*TASK LIST*:
A) List every number of children to be vaccinated that the measles article gives, along with the group or area each number refers to.
B) Reproduce the passage of the measles article starting with "More than 100,000" and going on through "children,’’ Lauwerier said.".

UNICEF to immunise 30,000 Somali children against measles
A measles vaccine is seen at Venice Family Clinic in Los Angeles, California in this February 5, 2015 file photo. The measles vaccine provides benefits beyond merely protecting against that highly contagious viral respiratory disease that remains a leading childhood killer in parts of the world, scientists say. By blocking the measles infection, the vaccine prevents measles-induced immune system damage that makes children much more vulnerable to numerous other infectious diseases for two to three years, a study published on May 7, 2015 found. REUTERS/Lucy Nicholson/Files
The United Nations Children’s Fund (UNICEF) and its partners on Tuesday commenced emergency campaign to immunise 30,000 children against measles in Baidoa, one of the hardest-hit areas in southern Somalia.
Steven Lauwerier, UNICEF’s Representative in Somalia, said the children, many of them displaced by a searing drought, have never been immunised before.
He said that the children came from remote areas where health workers often could not reach because of decades-old conflict that had ravaged the impoverished country in the Horn of Africa.
“The only way to prevent sickness and death from measles is to make sure all children receive the vaccine,” Lauwerier said in a statement issued in Mogadishu.
“A child suffering from severe acute malnutrition is nine times more likely to die from a disease like measles than a healthy child. We have no time to lose,” he added.
Conducted in partnership with the ministry of health, World Health Organisation (WHO) and several non-governmental organizations, the campaign also includes a vitamin A supplement to boost immunity as well as de-worming tablets.
About 5,700 cases of suspected measles have so far this year been reported across the country, more than the total number of cases in 2016.
Measles, a viral respiratory infection that spreads through air and contact with infected mucus and saliva, thrives in congested, unsanitary displacement camps, which have mushroomed across the town and surrounding areas.
More than 100,000 people have come to Baidoa in search of assistance, including at least 70,000 in March alone.
“We know only too well from the 2011 famine that measles, combined with malnutrition and displacement, is an especially lethal combination for children,’’ Lauwerier said.
The Baidoa campaign is part of effort to vaccinate 110,000 displaced children below five years in hotspots across south-central Somalia, plus 250,000 children in Somaliland, against the contagious disease, by end of May.

*DATA UNDER STUDY*:
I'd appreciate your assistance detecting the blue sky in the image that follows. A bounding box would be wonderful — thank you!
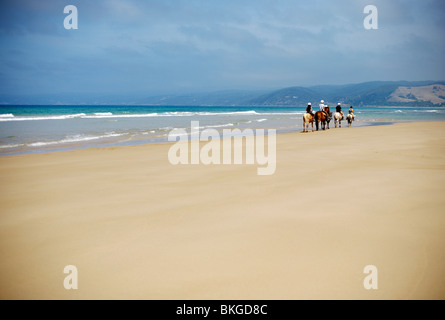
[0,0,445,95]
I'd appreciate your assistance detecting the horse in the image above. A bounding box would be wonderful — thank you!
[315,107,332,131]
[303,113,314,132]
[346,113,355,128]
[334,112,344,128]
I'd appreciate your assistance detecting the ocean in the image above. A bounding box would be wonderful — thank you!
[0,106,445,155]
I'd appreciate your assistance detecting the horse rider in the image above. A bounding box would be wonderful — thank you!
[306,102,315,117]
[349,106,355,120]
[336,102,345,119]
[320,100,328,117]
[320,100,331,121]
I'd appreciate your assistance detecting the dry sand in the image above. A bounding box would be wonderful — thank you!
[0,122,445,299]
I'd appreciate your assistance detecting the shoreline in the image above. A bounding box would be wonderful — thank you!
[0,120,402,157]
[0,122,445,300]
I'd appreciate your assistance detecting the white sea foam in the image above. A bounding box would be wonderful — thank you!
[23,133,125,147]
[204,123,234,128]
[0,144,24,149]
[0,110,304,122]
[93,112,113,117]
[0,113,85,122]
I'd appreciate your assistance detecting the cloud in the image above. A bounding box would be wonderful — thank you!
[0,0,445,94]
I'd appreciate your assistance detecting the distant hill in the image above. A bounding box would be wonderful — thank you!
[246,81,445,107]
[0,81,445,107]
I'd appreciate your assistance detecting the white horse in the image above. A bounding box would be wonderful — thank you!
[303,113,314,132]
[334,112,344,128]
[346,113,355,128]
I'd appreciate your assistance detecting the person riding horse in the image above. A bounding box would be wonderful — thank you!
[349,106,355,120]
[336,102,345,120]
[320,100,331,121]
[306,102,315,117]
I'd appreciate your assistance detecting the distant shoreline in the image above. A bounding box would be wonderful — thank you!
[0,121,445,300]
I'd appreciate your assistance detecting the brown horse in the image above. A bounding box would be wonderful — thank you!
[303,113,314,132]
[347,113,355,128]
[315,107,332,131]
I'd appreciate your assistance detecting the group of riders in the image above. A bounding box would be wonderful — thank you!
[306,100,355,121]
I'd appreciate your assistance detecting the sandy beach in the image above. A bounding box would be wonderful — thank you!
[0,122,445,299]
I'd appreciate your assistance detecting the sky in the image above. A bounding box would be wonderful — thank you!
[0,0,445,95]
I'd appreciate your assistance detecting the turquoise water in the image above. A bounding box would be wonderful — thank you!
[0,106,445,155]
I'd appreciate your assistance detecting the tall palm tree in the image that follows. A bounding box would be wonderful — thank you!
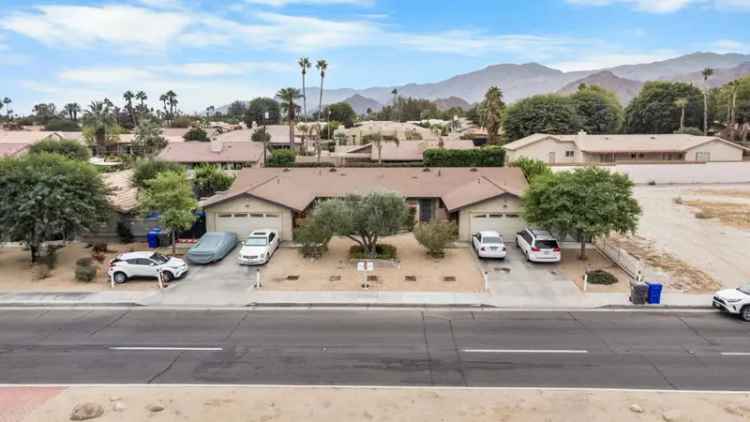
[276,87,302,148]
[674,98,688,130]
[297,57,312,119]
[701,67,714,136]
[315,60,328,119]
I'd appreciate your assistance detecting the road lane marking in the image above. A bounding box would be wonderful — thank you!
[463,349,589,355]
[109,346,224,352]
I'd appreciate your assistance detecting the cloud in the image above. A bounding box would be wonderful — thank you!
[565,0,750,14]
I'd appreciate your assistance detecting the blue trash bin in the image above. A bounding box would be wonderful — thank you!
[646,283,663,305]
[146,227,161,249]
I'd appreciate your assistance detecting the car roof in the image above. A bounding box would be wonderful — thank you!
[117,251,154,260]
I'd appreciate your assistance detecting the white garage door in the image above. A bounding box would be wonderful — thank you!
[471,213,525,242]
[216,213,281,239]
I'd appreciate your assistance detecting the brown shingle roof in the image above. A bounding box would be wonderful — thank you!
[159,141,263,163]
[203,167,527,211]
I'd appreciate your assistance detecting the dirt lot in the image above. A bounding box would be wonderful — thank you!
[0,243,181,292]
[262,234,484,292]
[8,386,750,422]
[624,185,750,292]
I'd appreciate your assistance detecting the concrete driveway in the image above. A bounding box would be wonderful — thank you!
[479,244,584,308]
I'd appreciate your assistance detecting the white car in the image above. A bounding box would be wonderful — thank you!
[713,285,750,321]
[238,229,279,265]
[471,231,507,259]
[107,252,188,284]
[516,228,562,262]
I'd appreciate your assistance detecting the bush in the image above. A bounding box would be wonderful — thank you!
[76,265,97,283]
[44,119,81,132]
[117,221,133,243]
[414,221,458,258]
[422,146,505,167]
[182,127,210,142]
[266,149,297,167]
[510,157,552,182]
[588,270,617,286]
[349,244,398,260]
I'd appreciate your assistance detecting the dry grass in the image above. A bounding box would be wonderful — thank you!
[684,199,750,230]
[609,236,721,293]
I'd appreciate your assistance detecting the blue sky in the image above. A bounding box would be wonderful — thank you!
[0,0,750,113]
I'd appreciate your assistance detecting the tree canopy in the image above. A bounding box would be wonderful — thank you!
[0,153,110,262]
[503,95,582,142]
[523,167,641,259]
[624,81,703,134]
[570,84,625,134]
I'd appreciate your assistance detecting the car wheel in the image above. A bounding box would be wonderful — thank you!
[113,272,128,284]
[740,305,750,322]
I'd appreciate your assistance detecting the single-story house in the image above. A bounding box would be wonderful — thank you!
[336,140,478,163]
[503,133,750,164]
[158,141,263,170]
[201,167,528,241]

*ANSWERS BY TASK*:
A)
- 30,000 children in Baidoa, southern Somalia
- 110,000 displaced children below five years in hotspots across south-central Somalia
- 250,000 children in Somaliland

B)
More than 100,000 people have come to Baidoa in search of assistance, including at least 70,000 in March alone.
“We know only too well from the 2011 famine that measles, combined with malnutrition and displacement, is an especially lethal combination for children,’’ Lauwerier said.